***** RECORDS FOR THE TASK
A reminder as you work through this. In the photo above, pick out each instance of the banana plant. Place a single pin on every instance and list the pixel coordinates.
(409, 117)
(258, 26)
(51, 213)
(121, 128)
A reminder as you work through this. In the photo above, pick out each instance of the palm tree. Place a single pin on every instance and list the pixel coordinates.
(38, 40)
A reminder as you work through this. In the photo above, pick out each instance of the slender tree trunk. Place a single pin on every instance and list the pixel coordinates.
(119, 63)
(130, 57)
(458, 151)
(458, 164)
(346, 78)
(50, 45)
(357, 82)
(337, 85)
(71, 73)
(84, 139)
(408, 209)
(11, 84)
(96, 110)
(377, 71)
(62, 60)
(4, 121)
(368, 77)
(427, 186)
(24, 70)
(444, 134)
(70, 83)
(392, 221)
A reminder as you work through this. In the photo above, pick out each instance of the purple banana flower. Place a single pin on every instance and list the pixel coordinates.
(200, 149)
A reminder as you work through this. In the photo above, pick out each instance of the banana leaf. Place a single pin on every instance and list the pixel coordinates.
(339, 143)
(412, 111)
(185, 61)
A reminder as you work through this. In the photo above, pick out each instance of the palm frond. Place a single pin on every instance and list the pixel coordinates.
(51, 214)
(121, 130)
**********
***** RECORDS FOR THE TASK
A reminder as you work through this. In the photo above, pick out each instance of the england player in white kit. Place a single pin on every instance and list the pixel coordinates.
**********
**DO THIS**
Report every line of the records above that contains the word "tree", treating uppercase and lowercase letters as different.

**RIGHT ANSWER**
A reminder as you work through this. In the photo above, pick out each instance of the palm tree. Place a single pin on every instance and list the pixel coordinates.
A reminder as you work through this. In the photo above, pick out each instance of the slender tree trunk. Place a single pin on every instance and list the pixel coordinates.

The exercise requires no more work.